| Work required |
Give the entries again exactly, every one of them.

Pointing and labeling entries
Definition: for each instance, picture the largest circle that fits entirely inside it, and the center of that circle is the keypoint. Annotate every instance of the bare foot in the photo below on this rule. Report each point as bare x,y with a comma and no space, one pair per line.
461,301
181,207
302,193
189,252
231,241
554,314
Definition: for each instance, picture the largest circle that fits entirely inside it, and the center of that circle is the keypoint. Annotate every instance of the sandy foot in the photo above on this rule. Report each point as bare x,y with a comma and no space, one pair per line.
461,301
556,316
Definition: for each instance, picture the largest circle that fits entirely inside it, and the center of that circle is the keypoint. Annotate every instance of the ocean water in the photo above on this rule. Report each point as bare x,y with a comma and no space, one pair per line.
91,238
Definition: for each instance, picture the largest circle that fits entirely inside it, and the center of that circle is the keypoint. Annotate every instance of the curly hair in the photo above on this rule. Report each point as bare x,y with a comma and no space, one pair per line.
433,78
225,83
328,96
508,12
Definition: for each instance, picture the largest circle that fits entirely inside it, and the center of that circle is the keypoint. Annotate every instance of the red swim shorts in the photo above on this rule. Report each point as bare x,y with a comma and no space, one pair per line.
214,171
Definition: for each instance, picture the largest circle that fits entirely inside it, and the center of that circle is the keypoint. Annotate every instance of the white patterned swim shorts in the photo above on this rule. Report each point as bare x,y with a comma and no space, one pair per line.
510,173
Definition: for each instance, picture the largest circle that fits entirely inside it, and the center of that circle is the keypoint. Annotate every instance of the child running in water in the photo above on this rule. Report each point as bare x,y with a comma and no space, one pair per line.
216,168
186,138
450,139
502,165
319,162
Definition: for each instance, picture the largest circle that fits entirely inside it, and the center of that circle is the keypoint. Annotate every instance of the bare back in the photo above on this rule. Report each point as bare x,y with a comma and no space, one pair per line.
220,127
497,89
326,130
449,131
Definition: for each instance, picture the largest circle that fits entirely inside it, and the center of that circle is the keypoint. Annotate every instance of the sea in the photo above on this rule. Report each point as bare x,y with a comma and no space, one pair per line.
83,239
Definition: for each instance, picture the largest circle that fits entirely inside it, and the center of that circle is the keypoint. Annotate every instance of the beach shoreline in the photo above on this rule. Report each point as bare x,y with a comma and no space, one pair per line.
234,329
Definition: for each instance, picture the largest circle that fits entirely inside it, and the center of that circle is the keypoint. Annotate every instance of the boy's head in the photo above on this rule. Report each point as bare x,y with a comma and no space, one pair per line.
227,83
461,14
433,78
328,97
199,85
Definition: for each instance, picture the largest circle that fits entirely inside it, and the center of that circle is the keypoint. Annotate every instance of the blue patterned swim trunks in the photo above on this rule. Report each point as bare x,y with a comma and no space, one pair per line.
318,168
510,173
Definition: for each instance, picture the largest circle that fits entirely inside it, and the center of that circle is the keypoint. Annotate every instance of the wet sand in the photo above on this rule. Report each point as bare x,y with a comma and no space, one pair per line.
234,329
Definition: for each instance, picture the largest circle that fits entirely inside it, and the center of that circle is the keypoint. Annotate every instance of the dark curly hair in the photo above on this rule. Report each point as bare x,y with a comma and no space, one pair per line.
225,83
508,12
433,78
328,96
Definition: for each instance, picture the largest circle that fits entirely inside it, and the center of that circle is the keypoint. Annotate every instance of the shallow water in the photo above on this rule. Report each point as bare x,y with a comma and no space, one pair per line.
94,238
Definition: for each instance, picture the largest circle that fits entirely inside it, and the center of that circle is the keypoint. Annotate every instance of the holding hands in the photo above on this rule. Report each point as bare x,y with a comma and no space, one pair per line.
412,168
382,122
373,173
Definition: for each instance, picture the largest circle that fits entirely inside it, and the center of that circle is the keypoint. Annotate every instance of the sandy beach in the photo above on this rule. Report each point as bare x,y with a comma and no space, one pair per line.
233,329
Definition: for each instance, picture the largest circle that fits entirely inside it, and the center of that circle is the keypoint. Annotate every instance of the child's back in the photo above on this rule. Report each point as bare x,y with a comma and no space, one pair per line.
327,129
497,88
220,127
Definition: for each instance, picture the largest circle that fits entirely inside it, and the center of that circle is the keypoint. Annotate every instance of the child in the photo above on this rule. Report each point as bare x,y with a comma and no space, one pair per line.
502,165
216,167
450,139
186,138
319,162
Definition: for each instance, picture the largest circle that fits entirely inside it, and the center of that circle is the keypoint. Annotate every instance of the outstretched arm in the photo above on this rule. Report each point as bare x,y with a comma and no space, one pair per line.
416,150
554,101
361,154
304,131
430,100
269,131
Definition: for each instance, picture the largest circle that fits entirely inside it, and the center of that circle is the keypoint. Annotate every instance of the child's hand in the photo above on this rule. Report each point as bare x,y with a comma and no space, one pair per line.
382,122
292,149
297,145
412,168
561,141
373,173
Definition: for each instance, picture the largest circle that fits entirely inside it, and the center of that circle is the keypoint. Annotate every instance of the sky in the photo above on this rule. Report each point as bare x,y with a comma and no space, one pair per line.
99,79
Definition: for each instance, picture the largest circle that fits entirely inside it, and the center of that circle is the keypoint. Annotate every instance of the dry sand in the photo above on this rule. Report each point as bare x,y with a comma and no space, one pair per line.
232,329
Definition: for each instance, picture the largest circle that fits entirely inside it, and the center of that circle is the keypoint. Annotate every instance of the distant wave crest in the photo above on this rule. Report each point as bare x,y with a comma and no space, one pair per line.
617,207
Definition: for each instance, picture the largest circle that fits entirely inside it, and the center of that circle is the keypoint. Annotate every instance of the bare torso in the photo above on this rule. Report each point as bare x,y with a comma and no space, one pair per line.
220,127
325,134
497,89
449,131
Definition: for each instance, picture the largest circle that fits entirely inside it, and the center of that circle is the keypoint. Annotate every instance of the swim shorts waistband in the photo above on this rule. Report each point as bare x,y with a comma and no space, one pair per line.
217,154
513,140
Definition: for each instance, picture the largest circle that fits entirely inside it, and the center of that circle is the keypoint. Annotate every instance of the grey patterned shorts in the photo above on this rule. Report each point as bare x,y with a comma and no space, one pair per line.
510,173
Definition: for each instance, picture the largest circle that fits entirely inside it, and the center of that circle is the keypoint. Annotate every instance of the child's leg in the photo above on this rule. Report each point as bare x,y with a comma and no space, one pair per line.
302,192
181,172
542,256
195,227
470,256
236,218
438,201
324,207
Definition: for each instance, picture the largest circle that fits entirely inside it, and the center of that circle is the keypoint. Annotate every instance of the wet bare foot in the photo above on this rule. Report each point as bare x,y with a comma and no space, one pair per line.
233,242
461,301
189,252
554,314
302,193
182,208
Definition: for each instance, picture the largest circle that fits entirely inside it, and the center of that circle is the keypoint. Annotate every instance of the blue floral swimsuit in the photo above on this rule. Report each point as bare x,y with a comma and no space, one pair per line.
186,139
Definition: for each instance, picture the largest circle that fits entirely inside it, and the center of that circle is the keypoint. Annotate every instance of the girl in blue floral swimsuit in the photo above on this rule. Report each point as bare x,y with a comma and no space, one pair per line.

| Task answer |
Definition: for each instance, picture the largest circle that fits entirely inside it, and the center of that circle is the keypoint. Annotate every instance of the bare foot in the photo below on this rule. Report each point as bare x,y with a comma and no space, one pair per line.
461,301
181,207
302,193
189,252
231,241
554,314
Definition: for each instance, picture the largest circle that fits entirely inside it, and the center of that circle is the keypoint. Annotate every instance of the sandy foot in the photo above on this rule. Report each point as bare x,y with a comma and no space, one pair per line.
461,301
556,316
Definition: for each instance, picture the largest circle that fits entirely inside it, and the center of that circle is the keypoint. Annotate every instance of the ocean water in the photo above on this rule. Report each point as bare x,y with a comma and no space, one pair per line.
91,238
Definition: for each instance, picture the largest circle that fits entirely inside it, and the center of that circle is the keypoint. Annotate every instance of the curly hair in the photo above on this rule. Report each point as bare x,y with a comma and no space, one pair per line.
433,78
225,83
328,96
508,12
Definition: for each instance, picture the largest circle that fits entirely inside it, and the center of that circle is the keypoint. Annotate every instance of the red swim shorts in the photo above on this rule. Report each point as bare x,y with a comma and no space, one pair per line.
214,171
Definition: for each instance, picture the largest circle that fits entirely inside it, and the center of that circle is the keypoint. Annotate every instance of the white patterned swim shorts in the photo above on this rule. Report each point as bare x,y with a comma and no space, one pair per line.
510,173
Definition: for each instance, picture the largest circle that fits entirely inside it, and the center of that circle is the keypoint. Annotate every instance of the child running in water in the photo above on this rule. Report each point as bare x,y with a comma and no space, one pair per line.
216,168
186,138
450,139
502,165
319,162
Definition: for each instance, picture the largest circle that fits entirely inside it, and the center of that circle is the keypoint. Annotate every instance of the bare back in the photo above on this rule. Report each point as bare x,y with a comma and no space, one pair per line.
220,127
497,89
326,130
449,131
Definition: for each instance, picture the largest circle that fits entirely inside it, and the center of that circle is the keypoint. Annotate every instance of the sea in the photo above on this rule. Report each point as bare x,y with a comma and no space, one pair per line.
83,239
Definition: for each instance, picture the largest circle that fits entirely inside it, and the center of that circle is the keypoint. Annotate every instance of the beach shoreline in the photo above on this rule. Report each point as bare x,y with a comma and no space, one pair per line.
234,329
Definition: for each instance, picture the largest circle that fits entirely inside it, and the center of that circle is the keypoint. Annotate every instance of the boy's head in the photo above on this rule. Report each point as bare x,y with a comma and no space, one pair per line.
227,83
461,14
433,78
328,97
199,85
Definition: for each instance, picture the largest circle that fits entirely inside it, and the center of that circle is the keypoint. Annotate every instance of the blue patterned swim trunks in the photo above on this rule. Report each point as bare x,y with a comma and no space, one pair per line.
318,168
510,173
Definition: for each instance, picture the largest circle that fits entirely inside it, and the center of that circle is the keypoint. Annotate every instance of the wet sand in the photo above on this rule. Report each point as bare x,y with a comma and no space, one pair per line.
234,329
Definition: for each instance, picture the largest circle that fits entirely inside it, and the center of that circle is the keypoint. Annotate every instance of the dark curly hair in the photo above on this rule. Report each point as bare x,y with a comma and no space, one pair per line.
225,83
508,12
433,78
328,96
Definition: for each instance, picture the largest circle that fits entirely inside it, and the center of that circle is the keypoint. Annotate every instance of the shallow water in the photo above on this rule. Report each point as bare x,y with a comma and no space, one pair per line.
94,238
Definition: for each instance, picture the largest circle that fits entirely inside it, and the center of that circle is the keypoint. Annotate every instance of the holding hands in the photo above on this rule. Report each point as bare x,y with a comma and no space, one pair per line.
412,168
382,122
373,173
Definition: for each instance, picture the largest circle that fits entirely inside it, and the center of that circle is the keypoint. Annotate every instance of the sandy beach in the photo above on this rule. Report each point as bare x,y with a comma and no space, one pair per line.
233,329
Definition: for each instance, picture the largest circle that fits entirely inside it, and the center of that circle is the keypoint. Annotate every instance of the child's back in the photo above on this rule. Report each point as bare x,y with a comma and no space, one pair per line.
327,129
497,88
220,127
Definition: for each instance, picture the largest circle that fits entirely inside it, and the center of that circle is the keypoint. Annotate every instance of the child in the photo above on this rule. Report each point as bare x,y with a comma and no space, one pair per line.
502,165
216,167
450,139
186,138
319,162
Definition: for each instance, picture the largest circle that fits entirely inside it, and the center of that circle is the keypoint. Annotate every instance of the outstretched arm in the photo above on this rule. Report each point as bare x,y with a comma and no space, one pair per line.
416,150
554,101
361,154
304,131
430,100
269,131
Definition: for each instance, picture the largest circle that fits entirely inside it, and the center of that circle is the keypoint. Annotate every instance of the child's hand in the photo above on this rule. Report each point as bare x,y with a comma and no space, one pair per line.
382,122
292,149
297,145
412,168
561,141
373,173
Definition: for each instance, picture the largest circle that fits entirely inside it, and the center of that circle is the keypoint. Annotate every instance of the sky in the photo above on this rule. Report each point as bare x,y with a comma and no space, one pair per line.
99,79
Definition: for each instance, picture the largest circle that fits entirely inside it, and the center of that circle is the keypoint. Annotate every instance of the dry sand in the photo above on this rule. Report each point as bare x,y with a comma and no space, one pair per line.
232,329
Definition: for each instance, picture the largest circle that fits entirely inside it, and the center of that circle is the keypoint. Annotate every instance of the distant wave crest in the photo above on this rule. Report each point as bare x,y with a comma and no space, one pair per line.
617,207
Definition: for each instance, picture the largest circle that fits entirely inside it, and the center of that circle is the keypoint. Annotate every instance of the bare torso in the photo above on this rule. Report each point as bare x,y with a comma and no space, one pair per line.
220,127
325,134
497,89
449,131
Definition: for each instance, picture the largest circle that fits entirely inside it, and the center of that circle is the keypoint. Annotate every instance of the swim shorts waistband in the photo above on this rule. Report each point as bare x,y with a comma and no space, one pair per line.
217,154
513,140
Definition: for each instance, picture the largest circle that fits entirely inside it, and the center of that circle is the keypoint. Annotate every instance of the grey patterned shorts in the photo above on this rule. Report each point as bare x,y with a comma and no space, one pair per line.
510,173
Definition: for each instance, picture the largest circle that fits entirely inside it, and the center of that circle is the keypoint. Annotate every instance of the child's leg in the photo above on this rule. Report each point as bare x,y with a comma and no space, one pair per line.
302,192
181,172
542,256
195,227
470,256
236,218
438,201
324,207
Definition: for each instance, picture the largest circle that fits entirely inside it, and the center of that circle is the keypoint. Annotate every instance of the wet bare foot in the photo above on this rule. Report each point as bare x,y with a comma and no space, one pair per line.
233,242
461,301
189,252
554,314
302,193
182,208
Definition: for each instance, picture the largest circle that fits entirely inside it, and the center of that circle is the keypoint. Annotate every instance of the blue floral swimsuit in the photo above on this rule. Report each point as bare x,y with a comma and no space, one pair per line.
186,139
Definition: for each instance, picture the largest circle that fits entirely inside it, and the center of that circle is the keypoint. Annotate every instance of the girl in blue floral swimsuit in the photo above on this rule. Report each point as bare x,y with a comma and no space, one pair per line.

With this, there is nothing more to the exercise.